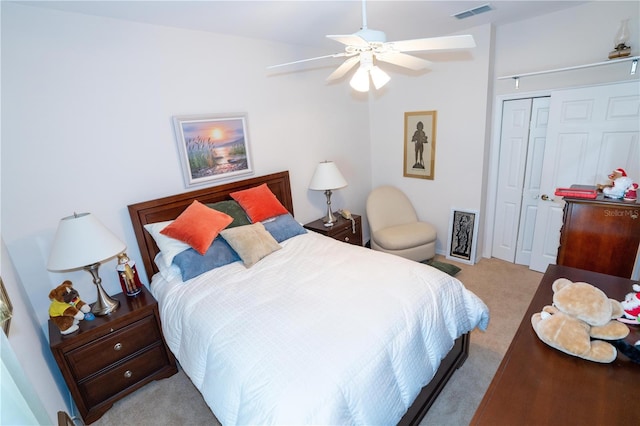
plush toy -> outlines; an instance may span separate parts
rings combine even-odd
[[[613,362],[618,355],[617,342],[624,342],[621,339],[629,335],[629,328],[614,320],[624,312],[620,302],[609,299],[591,284],[566,278],[554,281],[552,289],[553,306],[545,306],[542,312],[531,317],[540,340],[569,355],[601,363]],[[616,346],[605,340],[617,341]],[[629,351],[637,350],[628,346]]]
[[[622,198],[625,191],[633,184],[633,180],[627,176],[627,172],[622,168],[617,168],[607,176],[611,183],[598,185],[605,197]]]
[[[80,320],[89,314],[89,305],[84,303],[78,292],[67,280],[49,293],[49,318],[60,329],[60,334],[69,334],[76,331]]]
[[[628,293],[620,302],[624,314],[618,320],[627,324],[640,324],[640,285],[634,284],[632,288],[634,292]]]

◆ WHAT IS EXPECTED
Retype every line of the listing above exactly, leaving out the picture.

◆ THE OUTPUT
plush toy -> outlines; an instance may span separate parts
rings combine even-odd
[[[613,362],[618,355],[617,342],[624,342],[621,339],[629,335],[629,328],[614,320],[624,312],[620,302],[609,299],[591,284],[566,278],[554,281],[552,289],[553,306],[545,306],[542,312],[531,317],[540,340],[569,355],[601,363]],[[616,346],[605,340],[617,341]],[[629,351],[637,350],[628,346]]]
[[[622,198],[625,191],[633,184],[633,180],[627,176],[627,172],[622,168],[617,168],[607,176],[611,183],[598,185],[605,197]]]
[[[80,320],[89,314],[89,305],[84,303],[78,292],[67,280],[49,293],[49,318],[60,329],[60,334],[69,334],[76,331]]]
[[[628,293],[620,302],[624,314],[618,320],[627,324],[640,324],[640,285],[634,284],[632,288],[634,292]]]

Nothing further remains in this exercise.